[GIVEN RECORDS]:
++++++
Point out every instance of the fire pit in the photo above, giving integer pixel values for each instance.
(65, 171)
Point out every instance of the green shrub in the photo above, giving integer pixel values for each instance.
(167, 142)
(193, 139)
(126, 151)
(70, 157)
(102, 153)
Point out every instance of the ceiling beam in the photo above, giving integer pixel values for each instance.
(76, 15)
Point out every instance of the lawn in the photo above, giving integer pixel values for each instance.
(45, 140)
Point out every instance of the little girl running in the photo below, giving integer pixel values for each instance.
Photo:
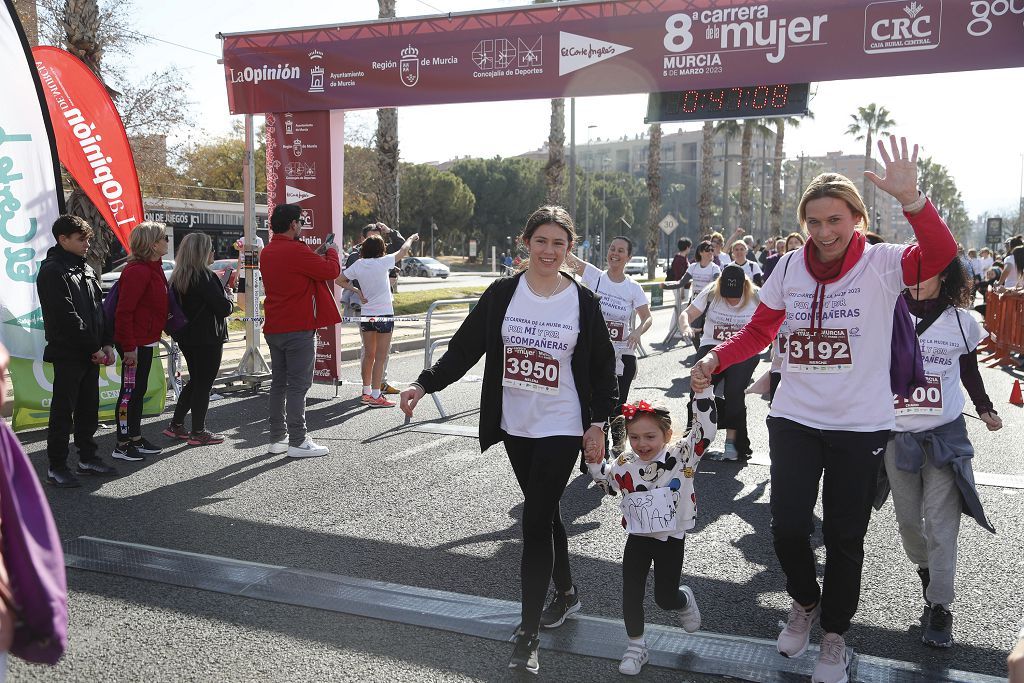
++++++
[REQUIRED WORK]: Can you reproduce the rows word for word, beginning at the line that contains "Point out every instance of the ceiling" and stopping after the final row, while omitting the pictures?

[TASK SOLUTION]:
Point out every instance of the ceiling beam in the photo above, giving integer pixel values for each instance.
(76, 15)
Point out every instance of the lawn in the photo above, giving integer pixel values for each instance.
(45, 140)
Point out every instance of the little girl running in the photo below, giving integer pixel values for each instance.
Photo:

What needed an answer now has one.